■ **SOURCE RECORDS**:
%%

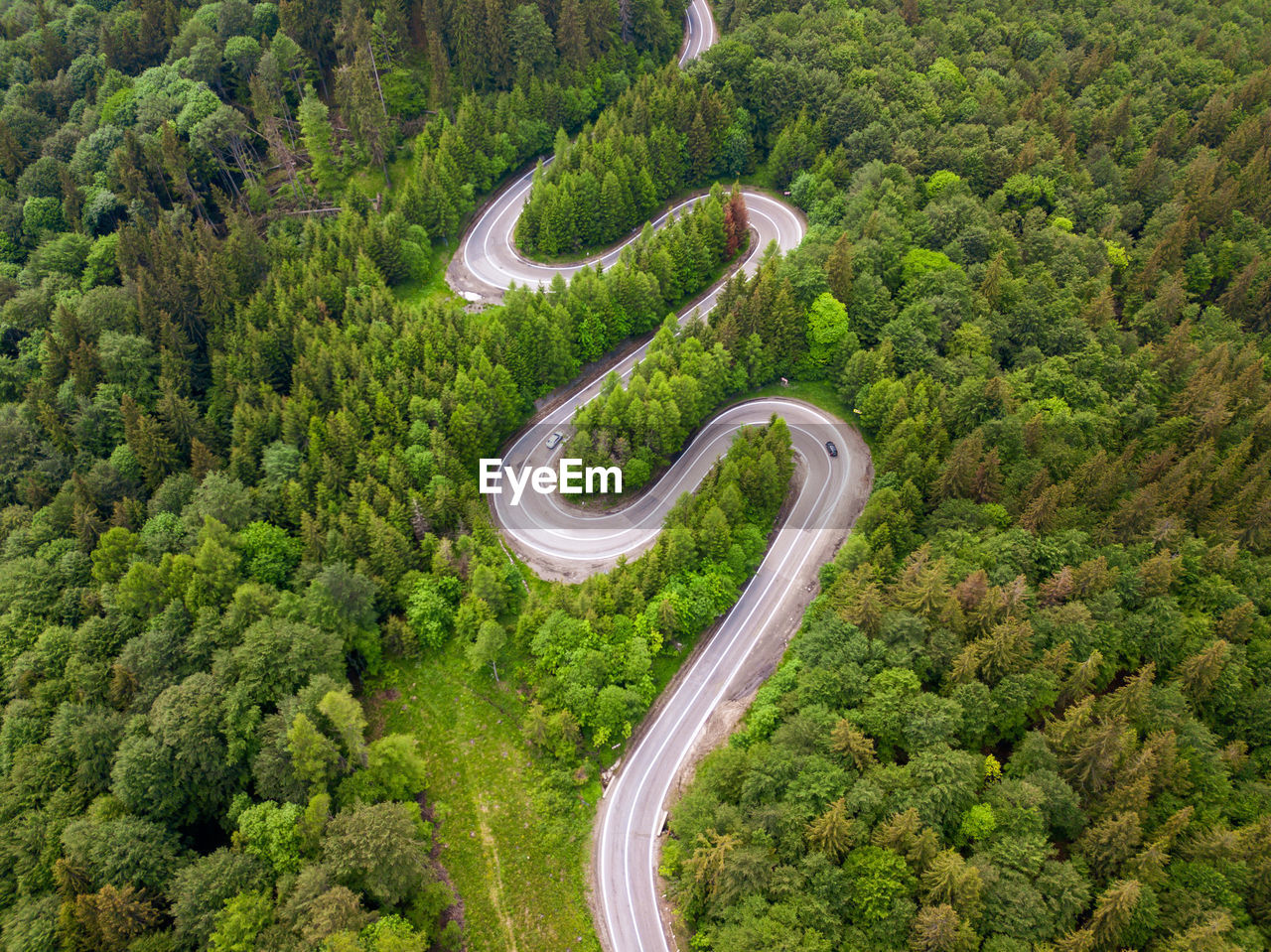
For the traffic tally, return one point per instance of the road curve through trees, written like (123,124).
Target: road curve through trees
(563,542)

%%
%%

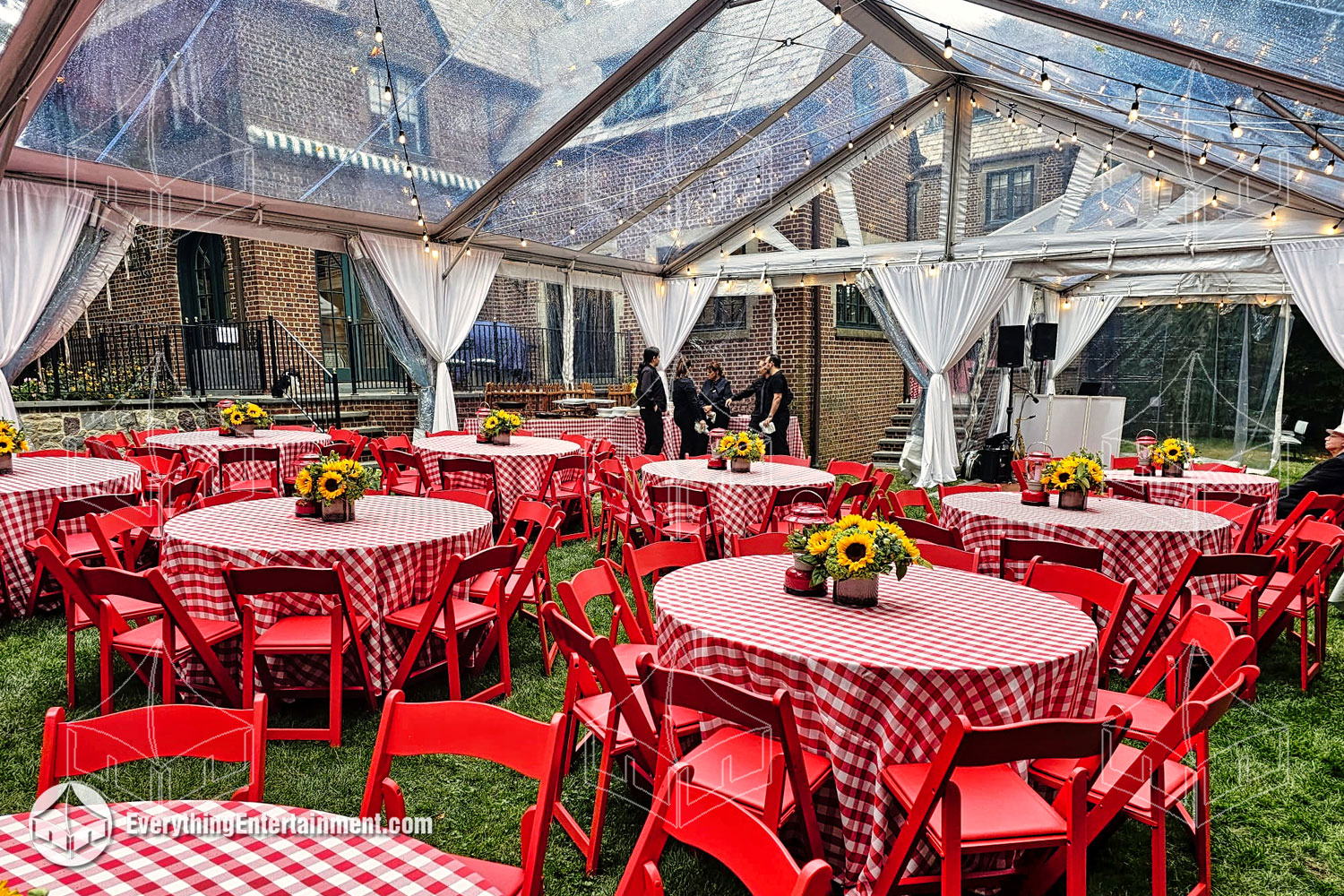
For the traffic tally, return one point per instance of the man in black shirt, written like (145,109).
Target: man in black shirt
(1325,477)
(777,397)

%%

■ **ASSIGNMENT**: What this exercise asks for is every line of the data above with the word "written".

■ **SOLUTION TO THE PROBLEM**:
For the traffic tally, return one point per instance of the road curve through trees, written like (123,124).
For the traffic tally, return one point per instance of the man in black shirt, written like (145,109).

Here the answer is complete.